──────── Excerpted records ────────
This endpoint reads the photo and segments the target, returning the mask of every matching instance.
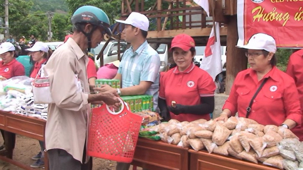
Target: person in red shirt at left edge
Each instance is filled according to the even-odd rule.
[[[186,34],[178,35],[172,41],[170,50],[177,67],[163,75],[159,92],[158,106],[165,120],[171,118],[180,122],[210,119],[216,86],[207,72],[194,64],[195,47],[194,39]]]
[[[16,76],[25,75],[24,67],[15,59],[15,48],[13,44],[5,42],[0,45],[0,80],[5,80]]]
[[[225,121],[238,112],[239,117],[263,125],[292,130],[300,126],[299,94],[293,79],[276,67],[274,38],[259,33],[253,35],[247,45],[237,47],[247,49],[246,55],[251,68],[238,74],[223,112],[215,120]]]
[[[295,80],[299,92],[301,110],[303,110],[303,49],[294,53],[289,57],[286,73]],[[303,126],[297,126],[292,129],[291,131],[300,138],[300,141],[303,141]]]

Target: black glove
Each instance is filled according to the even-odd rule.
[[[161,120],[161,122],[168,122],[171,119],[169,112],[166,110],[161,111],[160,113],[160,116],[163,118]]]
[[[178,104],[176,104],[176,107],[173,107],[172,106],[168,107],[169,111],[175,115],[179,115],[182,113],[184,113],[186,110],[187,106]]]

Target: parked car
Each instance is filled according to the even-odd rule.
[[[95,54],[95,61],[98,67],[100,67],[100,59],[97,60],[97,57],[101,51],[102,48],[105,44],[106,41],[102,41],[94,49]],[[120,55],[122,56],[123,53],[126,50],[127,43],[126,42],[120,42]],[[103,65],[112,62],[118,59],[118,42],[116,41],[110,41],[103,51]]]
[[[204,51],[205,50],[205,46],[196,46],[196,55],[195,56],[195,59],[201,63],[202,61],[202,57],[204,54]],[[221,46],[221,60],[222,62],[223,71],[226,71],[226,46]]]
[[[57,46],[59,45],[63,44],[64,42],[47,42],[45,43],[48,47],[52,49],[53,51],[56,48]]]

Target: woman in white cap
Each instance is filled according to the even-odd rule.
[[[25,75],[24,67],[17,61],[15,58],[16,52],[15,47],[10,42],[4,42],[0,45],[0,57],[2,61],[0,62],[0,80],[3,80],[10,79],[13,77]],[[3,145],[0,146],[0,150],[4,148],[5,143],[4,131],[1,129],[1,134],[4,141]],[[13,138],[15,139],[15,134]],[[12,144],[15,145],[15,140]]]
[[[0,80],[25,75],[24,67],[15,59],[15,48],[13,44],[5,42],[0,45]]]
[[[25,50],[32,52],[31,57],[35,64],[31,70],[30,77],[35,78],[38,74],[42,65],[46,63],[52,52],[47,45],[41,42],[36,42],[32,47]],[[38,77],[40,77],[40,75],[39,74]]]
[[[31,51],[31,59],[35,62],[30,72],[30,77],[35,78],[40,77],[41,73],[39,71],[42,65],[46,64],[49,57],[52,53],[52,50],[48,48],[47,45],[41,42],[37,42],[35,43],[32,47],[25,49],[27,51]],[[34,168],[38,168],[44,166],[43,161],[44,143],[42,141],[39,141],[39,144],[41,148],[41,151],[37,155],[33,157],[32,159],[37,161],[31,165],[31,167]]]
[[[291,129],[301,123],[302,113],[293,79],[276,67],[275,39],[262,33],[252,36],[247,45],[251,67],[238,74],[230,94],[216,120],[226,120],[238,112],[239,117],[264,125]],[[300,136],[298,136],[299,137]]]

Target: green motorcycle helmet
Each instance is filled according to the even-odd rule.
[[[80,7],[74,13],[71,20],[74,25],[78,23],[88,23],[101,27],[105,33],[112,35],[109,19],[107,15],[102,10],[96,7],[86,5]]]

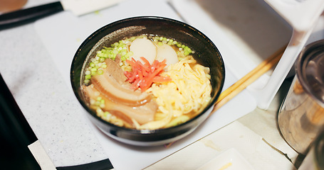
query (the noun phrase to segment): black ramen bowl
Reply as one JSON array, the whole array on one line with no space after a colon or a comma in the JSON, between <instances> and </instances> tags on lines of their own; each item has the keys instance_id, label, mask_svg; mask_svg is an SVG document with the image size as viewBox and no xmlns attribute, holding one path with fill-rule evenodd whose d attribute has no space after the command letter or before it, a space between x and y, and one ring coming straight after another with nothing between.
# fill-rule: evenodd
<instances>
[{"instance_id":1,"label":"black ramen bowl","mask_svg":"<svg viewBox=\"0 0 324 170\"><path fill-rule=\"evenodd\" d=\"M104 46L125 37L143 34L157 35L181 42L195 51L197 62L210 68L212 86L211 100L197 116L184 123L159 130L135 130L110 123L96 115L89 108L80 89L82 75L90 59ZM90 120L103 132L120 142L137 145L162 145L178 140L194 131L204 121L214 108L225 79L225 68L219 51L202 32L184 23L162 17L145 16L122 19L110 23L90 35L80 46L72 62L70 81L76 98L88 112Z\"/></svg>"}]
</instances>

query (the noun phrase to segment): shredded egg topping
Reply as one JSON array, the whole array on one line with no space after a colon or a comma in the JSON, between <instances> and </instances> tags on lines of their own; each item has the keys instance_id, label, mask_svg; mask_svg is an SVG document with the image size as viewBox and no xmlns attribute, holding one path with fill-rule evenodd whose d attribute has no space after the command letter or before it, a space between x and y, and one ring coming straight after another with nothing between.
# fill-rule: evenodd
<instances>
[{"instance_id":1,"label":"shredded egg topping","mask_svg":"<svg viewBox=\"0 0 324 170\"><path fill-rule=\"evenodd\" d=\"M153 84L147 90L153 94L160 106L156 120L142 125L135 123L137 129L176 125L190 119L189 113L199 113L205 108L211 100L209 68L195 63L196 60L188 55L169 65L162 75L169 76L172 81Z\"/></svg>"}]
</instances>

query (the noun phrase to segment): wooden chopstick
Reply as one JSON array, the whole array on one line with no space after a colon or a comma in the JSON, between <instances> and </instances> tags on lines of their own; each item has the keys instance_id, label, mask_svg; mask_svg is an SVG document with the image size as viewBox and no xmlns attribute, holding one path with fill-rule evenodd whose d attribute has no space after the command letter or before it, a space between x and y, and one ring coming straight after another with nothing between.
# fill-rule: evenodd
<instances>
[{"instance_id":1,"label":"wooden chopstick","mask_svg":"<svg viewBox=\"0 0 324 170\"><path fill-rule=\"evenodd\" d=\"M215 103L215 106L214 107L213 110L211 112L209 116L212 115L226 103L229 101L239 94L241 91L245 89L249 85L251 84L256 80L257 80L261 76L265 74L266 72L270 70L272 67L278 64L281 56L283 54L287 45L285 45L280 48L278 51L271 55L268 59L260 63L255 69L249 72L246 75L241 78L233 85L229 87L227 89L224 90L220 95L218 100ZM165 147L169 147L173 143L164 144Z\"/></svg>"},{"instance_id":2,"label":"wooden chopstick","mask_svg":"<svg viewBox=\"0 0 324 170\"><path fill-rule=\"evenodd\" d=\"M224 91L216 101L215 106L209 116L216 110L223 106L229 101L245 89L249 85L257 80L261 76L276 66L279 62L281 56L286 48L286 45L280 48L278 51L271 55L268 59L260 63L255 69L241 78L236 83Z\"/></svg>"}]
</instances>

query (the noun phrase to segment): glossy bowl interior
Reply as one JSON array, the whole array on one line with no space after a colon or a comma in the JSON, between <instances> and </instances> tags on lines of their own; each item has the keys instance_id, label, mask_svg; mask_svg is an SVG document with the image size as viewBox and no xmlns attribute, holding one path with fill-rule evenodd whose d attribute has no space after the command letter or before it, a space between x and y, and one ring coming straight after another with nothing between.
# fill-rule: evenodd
────────
#### [Description of the task]
Please set down each line of the data above exactly as written, without the pictures.

#### [Solution below]
This endpoint reads the photo and segments the target, returning the mask of every matching instance.
Target: person in red shirt at left edge
Each instance is filled according to the even-odd rule.
[[[186,34],[178,35],[172,41],[170,50],[177,67],[163,75],[159,92],[158,106],[165,120],[171,118],[180,122],[210,119],[216,86],[207,72],[194,64],[195,47],[194,39]]]
[[[16,76],[25,75],[24,67],[15,59],[15,48],[13,44],[5,42],[0,45],[0,80],[5,80]]]
[[[225,121],[238,112],[239,117],[263,125],[292,130],[300,126],[299,94],[293,79],[276,67],[274,38],[259,33],[253,35],[247,45],[237,47],[247,49],[246,55],[251,68],[238,74],[223,112],[215,120]]]
[[[295,80],[299,92],[301,110],[303,110],[303,49],[294,53],[289,57],[286,73]],[[303,126],[297,126],[292,129],[291,131],[300,138],[300,141],[303,141]]]

Target: black glove
Each instance is filled according to the even-odd rule.
[[[161,120],[161,122],[168,122],[171,119],[169,112],[166,110],[161,111],[160,113],[160,116],[163,118]]]
[[[178,104],[176,104],[176,107],[173,107],[172,106],[168,107],[169,111],[175,115],[179,115],[182,113],[184,113],[186,110],[187,106]]]

Target: parked car
Each instance is filled according to the even-odd rule.
[[[95,54],[95,61],[98,67],[100,67],[100,59],[97,60],[97,57],[101,51],[102,48],[105,44],[106,41],[102,41],[94,49]],[[120,55],[122,56],[123,53],[126,50],[127,43],[126,42],[120,42]],[[103,65],[112,62],[118,59],[118,42],[116,41],[110,41],[103,51]]]
[[[204,51],[205,50],[205,46],[196,46],[196,55],[195,56],[195,59],[201,63],[202,61],[202,57],[204,54]],[[221,46],[221,60],[222,62],[223,71],[226,71],[226,46]]]
[[[57,46],[59,45],[63,44],[64,42],[47,42],[45,43],[48,47],[52,49],[53,51],[56,48]]]

Target: woman in white cap
Each instance is filled according to the even-odd rule.
[[[25,75],[24,67],[17,61],[15,58],[16,52],[15,47],[10,42],[4,42],[0,45],[0,57],[2,61],[0,62],[0,80],[3,80],[10,79],[13,77]],[[3,145],[0,146],[0,150],[4,148],[5,143],[4,131],[1,129],[1,134],[4,141]],[[13,138],[15,139],[15,134]],[[12,144],[15,145],[15,140]]]
[[[0,80],[25,75],[24,67],[15,59],[15,48],[13,44],[5,42],[0,45]]]
[[[25,50],[32,52],[31,57],[35,64],[31,70],[30,77],[35,78],[38,74],[42,65],[46,63],[52,52],[47,45],[41,42],[36,42],[32,47]],[[38,77],[40,77],[40,75],[39,74]]]
[[[31,51],[31,59],[35,62],[30,72],[30,77],[35,78],[40,77],[41,73],[39,71],[42,65],[46,64],[49,57],[52,53],[52,50],[48,48],[47,45],[41,42],[37,42],[35,43],[32,47],[25,49],[27,51]],[[34,168],[38,168],[44,166],[43,161],[44,143],[42,141],[39,141],[39,144],[41,148],[41,151],[37,155],[33,157],[32,159],[37,161],[31,165],[31,167]]]
[[[291,129],[301,123],[302,113],[293,79],[276,67],[275,39],[262,33],[252,36],[247,45],[251,67],[238,74],[230,94],[216,120],[226,120],[238,112],[239,117],[264,125]],[[300,136],[298,136],[299,137]]]

Target: green motorcycle helmet
Each instance is filled according to the even-odd rule.
[[[80,7],[74,13],[71,20],[74,25],[78,23],[88,23],[101,27],[105,33],[112,35],[109,19],[107,15],[102,10],[96,7],[86,5]]]

query (the noun phrase to segment): black ramen bowl
Reply as one JSON array, the whole array on one line with no space after a colon or a comma in the JSON, between <instances> and </instances> tags on lines of their own; each item has the keys instance_id, label, mask_svg; mask_svg is an SVG document with the image size as viewBox and no xmlns attribute, holding one path with fill-rule evenodd whose d attribute has no space after the command letter or before it, a space between x and y, and one ring coming straight after another with nothing between.
# fill-rule: evenodd
<instances>
[{"instance_id":1,"label":"black ramen bowl","mask_svg":"<svg viewBox=\"0 0 324 170\"><path fill-rule=\"evenodd\" d=\"M104 46L125 37L143 34L157 35L181 42L195 51L197 62L210 68L212 86L211 100L197 116L184 123L159 130L135 130L110 123L96 115L89 108L80 89L82 75L90 59ZM90 120L103 132L120 142L137 145L162 145L178 140L194 131L204 121L214 108L225 79L225 68L219 51L202 32L184 23L162 17L145 16L122 19L110 23L90 35L80 46L72 62L70 81L76 98L88 112Z\"/></svg>"}]
</instances>

query (the noun phrase to segment): shredded egg topping
Reply as one JSON array, the whole array on one line with no space after a colon or a comma in the JSON, between <instances> and </instances> tags on lines of their own; each item has the keys instance_id, label, mask_svg; mask_svg is an SVG document with the image size as viewBox and no xmlns attribute, holding one path with fill-rule evenodd whose d attribute has no space after the command letter or before it, a space between x and y, and one ring coming straight after another with nothing between.
# fill-rule: evenodd
<instances>
[{"instance_id":1,"label":"shredded egg topping","mask_svg":"<svg viewBox=\"0 0 324 170\"><path fill-rule=\"evenodd\" d=\"M153 84L147 90L153 94L160 106L156 120L142 125L135 123L137 129L176 125L190 119L189 113L199 113L205 108L211 100L209 68L195 63L196 60L188 55L169 65L162 75L169 76L172 81Z\"/></svg>"}]
</instances>

query (the noun phrase to segment): wooden chopstick
Reply as one JSON array, the whole array on one line with no space after a colon or a comma in the JSON, between <instances> and </instances> tags on lines of their own; each item has the keys instance_id, label, mask_svg; mask_svg is an SVG document with the image size as viewBox and no xmlns attribute, holding one path with fill-rule evenodd whose d attribute has no space after the command letter or before it, a space between x and y, and one ring coming straight after another with nothing between.
# fill-rule: evenodd
<instances>
[{"instance_id":1,"label":"wooden chopstick","mask_svg":"<svg viewBox=\"0 0 324 170\"><path fill-rule=\"evenodd\" d=\"M215 103L215 106L214 107L213 110L211 112L209 116L212 115L226 103L229 101L239 94L241 91L245 89L249 85L251 84L256 80L257 80L261 76L265 74L266 72L270 70L272 67L278 64L281 56L283 54L287 45L285 45L280 48L278 51L271 55L268 59L260 63L255 69L249 72L246 75L241 78L233 85L229 87L227 89L224 90L220 95L218 100ZM165 147L169 147L173 143L164 144Z\"/></svg>"},{"instance_id":2,"label":"wooden chopstick","mask_svg":"<svg viewBox=\"0 0 324 170\"><path fill-rule=\"evenodd\" d=\"M224 91L216 101L215 106L209 116L216 110L223 106L229 101L245 89L249 85L257 80L261 76L276 66L279 62L281 56L286 48L286 45L280 48L278 51L271 55L268 59L260 63L255 69L241 78L236 83Z\"/></svg>"}]
</instances>

query (the noun phrase to segment): glossy bowl interior
Reply as one JSON array, the whole array on one line with no space after a colon or a comma in the JSON, between <instances> and </instances> tags on lines of their own; each item has the keys instance_id, label, mask_svg; mask_svg is an SVG document with the image size as viewBox and no xmlns attribute, holding one path with fill-rule evenodd whose d attribute has no space after the command letter or before it, a space between x and y, and one ring coming straight after another with nothing between.
# fill-rule: evenodd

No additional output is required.